◆ Reading text:
The Archdiocesan Classic Gymnasium (Nadbiskupska klasična gimnazija s pravom javnosti, often referred to by the abbreviation NKG) is a Catholic high school located on 106 Voćarska Road in the neighborhood of Šalata in Zagreb, Croatia. The school implements a program highlighting classical culture and history, enabling students to learn the Latin and Ancient Greek languages. The school promotes Catholicism and serves as a public preparatory school for the Interdiocesan Boys' Seminary, a seminary for future Catholic priests located in the same building complex.

== History ==

The school was the successor to the Archdiocesan Lyceum. The Lyceum was founded in 1854 as a part of the Theology seminary. The school was founded in 1922 as the Archdiocesan Grand School (Nadbiskupska velika gimnazija), originally a boys-only school. In 1931 its name was changed to the name it bears today. In 1948 the communist regime of Josip Broz Tito denied official recognition to the school due to its religious ties. The school didn't stop operating, though. A military hospital was built nearby on the same lot. In 1989 the hospital was moved to a new complex on the Gojko Šušak Avenue in Dubrava. Following the Croatian declaration of independence in 1991, the school was again officially recognized. From 2003 girls are allowed to enroll the school, which had previously been boys-only. This diffused its previous religious role as a place to educate future priests and deacons, although Catholicism and devotion to God is still strongly encouraged.

◆ What you need to do:
a - According to the passage on the Archdiocesan Classic Gymnasium, in what year was the school founded as the Archdiocesan Grand School?
b - Rewrite the stretch of the passage on the Archdiocesan Classic Gymnasium from "The Archdiocesan Classic" through "same building complex.", putting "the Croatian capital" in place of "Zagreb".

◆ Records provided:
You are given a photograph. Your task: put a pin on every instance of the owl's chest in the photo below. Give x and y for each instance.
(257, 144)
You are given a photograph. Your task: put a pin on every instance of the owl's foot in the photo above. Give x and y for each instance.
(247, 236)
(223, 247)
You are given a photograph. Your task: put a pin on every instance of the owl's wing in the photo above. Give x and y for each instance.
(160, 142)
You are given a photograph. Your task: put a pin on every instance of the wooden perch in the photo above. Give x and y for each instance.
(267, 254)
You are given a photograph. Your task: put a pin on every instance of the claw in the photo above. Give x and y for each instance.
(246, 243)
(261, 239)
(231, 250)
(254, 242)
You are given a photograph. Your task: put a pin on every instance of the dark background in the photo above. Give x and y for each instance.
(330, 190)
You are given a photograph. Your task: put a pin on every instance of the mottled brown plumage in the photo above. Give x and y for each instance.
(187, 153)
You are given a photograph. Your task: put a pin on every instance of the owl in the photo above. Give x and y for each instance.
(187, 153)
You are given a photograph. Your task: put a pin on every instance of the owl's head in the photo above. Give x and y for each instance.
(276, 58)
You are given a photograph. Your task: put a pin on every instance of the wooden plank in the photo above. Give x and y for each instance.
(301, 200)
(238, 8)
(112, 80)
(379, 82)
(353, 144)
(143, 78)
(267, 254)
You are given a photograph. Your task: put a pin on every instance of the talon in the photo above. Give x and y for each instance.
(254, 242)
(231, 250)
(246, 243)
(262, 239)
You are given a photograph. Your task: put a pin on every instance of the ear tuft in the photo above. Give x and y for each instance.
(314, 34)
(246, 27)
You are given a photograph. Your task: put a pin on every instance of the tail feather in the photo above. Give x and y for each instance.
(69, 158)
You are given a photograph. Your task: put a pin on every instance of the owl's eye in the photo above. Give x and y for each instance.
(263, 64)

◆ Outputs by task:
a - 1922

b -
The Archdiocesan Classic Gymnasium (Nadbiskupska klasična gimnazija s pravom javnosti, often referred to by the abbreviation NKG) is a Catholic high school located on 106 Voćarska Road in the neighborhood of Šalata in the Croatian capital, Croatia. The school implements a program highlighting classical culture and history, enabling students to learn the Latin and Ancient Greek languages. The school promotes Catholicism and serves as a public preparatory school for the Interdiocesan Boys' Seminary, a seminary for future Catholic priests located in the same building complex.